- _The problem_: Nothing other than an exact copy of the records should be returned.
---------- The data
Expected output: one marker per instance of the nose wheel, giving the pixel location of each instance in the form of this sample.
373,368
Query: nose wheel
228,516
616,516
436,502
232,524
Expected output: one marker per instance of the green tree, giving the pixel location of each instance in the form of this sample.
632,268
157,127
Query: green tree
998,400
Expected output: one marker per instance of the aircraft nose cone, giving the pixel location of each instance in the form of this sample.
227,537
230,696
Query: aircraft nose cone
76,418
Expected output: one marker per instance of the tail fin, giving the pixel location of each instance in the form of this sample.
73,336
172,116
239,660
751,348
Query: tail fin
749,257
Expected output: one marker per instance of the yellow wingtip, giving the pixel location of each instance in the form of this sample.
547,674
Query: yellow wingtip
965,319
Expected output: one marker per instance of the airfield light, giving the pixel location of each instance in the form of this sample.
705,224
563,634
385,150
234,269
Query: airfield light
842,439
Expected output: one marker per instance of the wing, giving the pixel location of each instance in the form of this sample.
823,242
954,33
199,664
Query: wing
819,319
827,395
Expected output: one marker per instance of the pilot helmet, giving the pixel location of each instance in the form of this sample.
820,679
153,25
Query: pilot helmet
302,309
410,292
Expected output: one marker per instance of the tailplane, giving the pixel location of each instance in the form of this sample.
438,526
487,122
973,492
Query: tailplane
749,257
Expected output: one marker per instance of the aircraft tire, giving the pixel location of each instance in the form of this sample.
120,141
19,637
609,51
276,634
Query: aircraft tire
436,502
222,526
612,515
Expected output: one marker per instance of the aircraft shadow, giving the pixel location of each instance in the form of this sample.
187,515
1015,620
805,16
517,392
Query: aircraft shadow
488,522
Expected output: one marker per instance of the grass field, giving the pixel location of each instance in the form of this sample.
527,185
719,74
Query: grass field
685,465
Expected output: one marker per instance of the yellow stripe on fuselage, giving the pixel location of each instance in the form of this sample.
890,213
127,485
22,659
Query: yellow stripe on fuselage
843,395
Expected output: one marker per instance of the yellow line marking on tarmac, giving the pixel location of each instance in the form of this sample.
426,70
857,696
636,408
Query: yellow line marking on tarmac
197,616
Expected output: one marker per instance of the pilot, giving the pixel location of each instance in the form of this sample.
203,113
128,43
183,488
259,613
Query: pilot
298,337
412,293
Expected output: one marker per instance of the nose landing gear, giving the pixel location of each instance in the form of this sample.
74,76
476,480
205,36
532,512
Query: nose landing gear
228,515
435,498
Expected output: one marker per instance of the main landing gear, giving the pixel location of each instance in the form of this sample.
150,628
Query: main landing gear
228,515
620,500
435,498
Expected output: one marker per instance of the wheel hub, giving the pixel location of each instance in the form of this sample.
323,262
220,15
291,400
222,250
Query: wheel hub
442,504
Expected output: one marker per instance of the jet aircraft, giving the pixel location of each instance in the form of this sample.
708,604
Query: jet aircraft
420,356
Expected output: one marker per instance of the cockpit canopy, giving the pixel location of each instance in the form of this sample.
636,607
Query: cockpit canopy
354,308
--------------------
- _Response below_:
Expected output: one marker per instance of the nose wheel, giving the pixel location of each instance in the form of this sample.
373,368
Query: nose wheel
228,516
616,516
436,502
232,524
Expected output: one marker per instance of the green tree, giving the pixel location of each instance in the form of this sample.
632,268
157,127
Query: green tree
998,400
Expected output: one marker per instance of the aircraft nose cone, giving the pixel location of each instance in the form of this sample.
227,537
230,696
Query: aircraft nose cone
76,418
Expected output: one marker per instance of the tail fin, giving the pixel location of each instance in the form of this sample.
73,336
172,116
239,660
751,348
Query: tail fin
749,257
Expected output: one marker per instance of the yellow wingtip, giving the pixel location of each instance in the form of this sample.
547,674
Query: yellow wingtip
965,319
Expected output: one marker per instance of the airfield light, giving the pixel location of each instance in the form of this sample.
705,224
563,634
385,150
234,269
Query: airfield light
842,439
Expected output: one marker per instance of the wing, giving the pixel location of each instance in the form of this sample.
823,242
954,33
199,664
Query: wing
819,319
827,395
Expected output: one marker per instance of the pilot helmet, giving the pixel location of each instance in the form of this sample.
820,679
153,25
Query: pilot helmet
302,309
410,292
Expected output: one marker per instance of the tailplane, giving the pixel location of each instance in the form of this sample.
438,526
487,122
973,492
Query: tailplane
749,257
Expected output: one marker per instance of the aircraft tire, giving the pixel location of each instance in the form of this sample.
120,141
19,637
609,51
276,634
Query: aircraft tire
436,502
222,526
612,515
Expected output: one marker per instance of the aircraft shadow, giving the pixel location of each instance in the form of this sample.
187,515
1015,620
805,16
517,392
Query: aircraft shadow
488,522
Expected output: one marker per instance of the grass field, giving the pixel location of each instance in the form of this sample.
527,185
719,74
Query: grass field
685,465
Expected output: one marker per instance of the yellow stripe on fuselage, giving the pixel location of each instance in the form of this sample.
890,213
127,485
22,659
Query: yellow stripe on fuselage
843,395
Expected output: one marker per instance of the yellow line marking on tarmac, giving the pixel location of each instance in the form of this sample.
426,70
857,696
636,408
Query: yellow line marking on tarmac
197,616
Expected output: one marker per instance of the pilot, giving the pixel location of each instance in the form of this sample.
203,113
128,43
183,488
259,613
Query: pilot
298,337
412,293
Expected output: one marker per instance of the nose landing gear, giving the pixel location of each instance in the form of this sample.
74,76
476,480
205,36
532,512
Query: nose landing gear
228,515
435,498
Expected output: one marker per instance of the main landing gear, giving the pixel location of each instance in the form of this sample.
150,628
Query: main landing gear
228,515
620,500
435,498
Expected output: one marker per instance of the wheel hub, giving the pixel location of each instance in the form of this sample.
323,262
220,15
291,400
222,250
Query: wheel hub
442,504
Expected output: one marker per instance of the jet aircraft, giving the pixel location of each instance in the form of this sample.
708,604
Query: jet aircraft
420,356
Expected output: one marker per instance of the cockpit canopy, giving the pixel location of each instance in the form of this sample.
636,607
Query: cockpit canopy
354,308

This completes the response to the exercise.